Put every line of the listing below into a numbered list, omitting blank lines and leaving out the pictures.

--

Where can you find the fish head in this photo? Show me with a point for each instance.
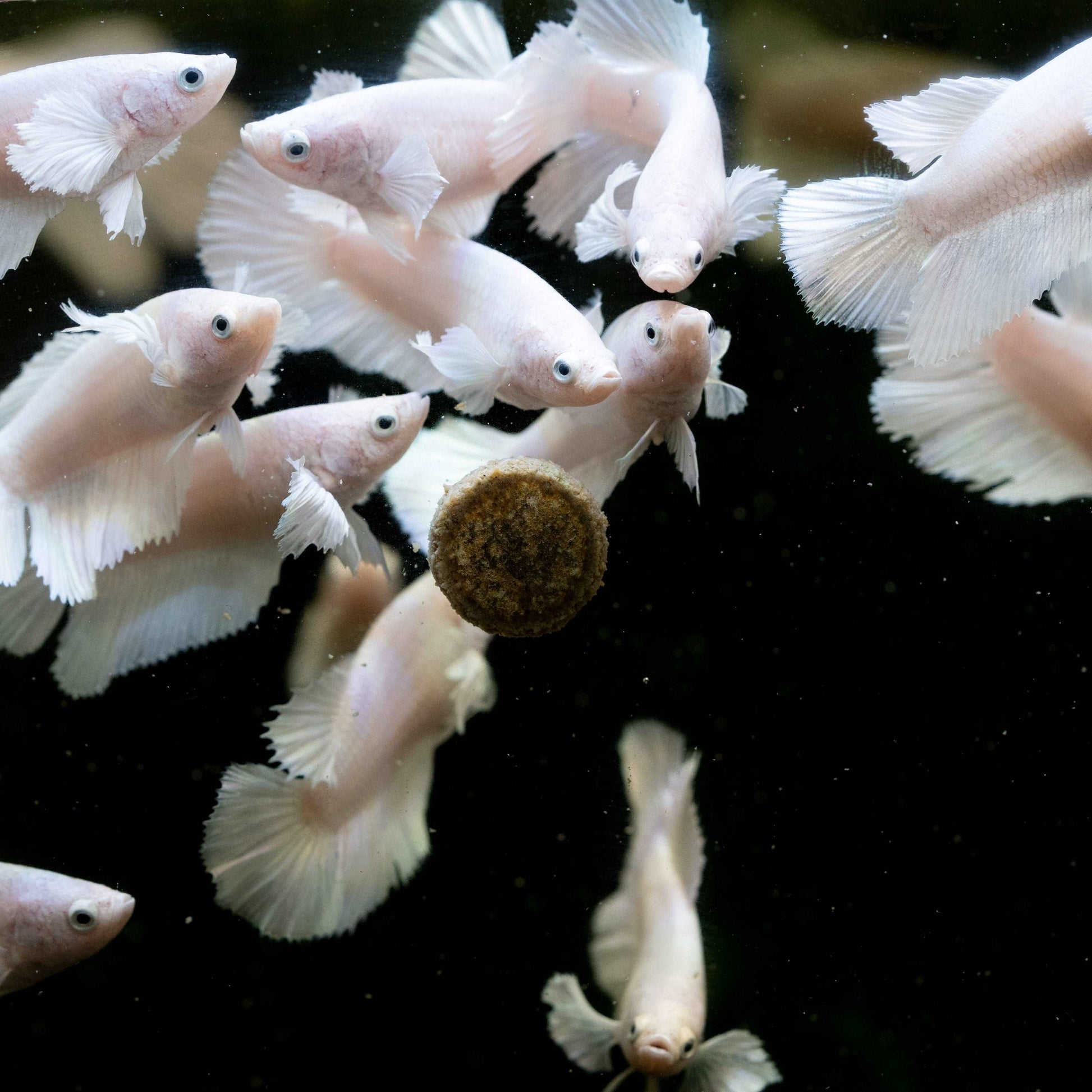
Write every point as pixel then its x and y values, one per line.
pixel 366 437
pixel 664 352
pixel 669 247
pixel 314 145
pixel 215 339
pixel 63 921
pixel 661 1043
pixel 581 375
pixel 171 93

--

:: ANSWER TO THE EXERCISE ::
1. Where can you find the fish head in this photo? Show me with a point for each instance.
2. Write every point as pixel then its x and y values, one per line.
3. pixel 366 437
4. pixel 664 352
5. pixel 669 247
6. pixel 314 145
7. pixel 215 339
8. pixel 63 921
9. pixel 661 1043
10. pixel 581 375
11. pixel 171 93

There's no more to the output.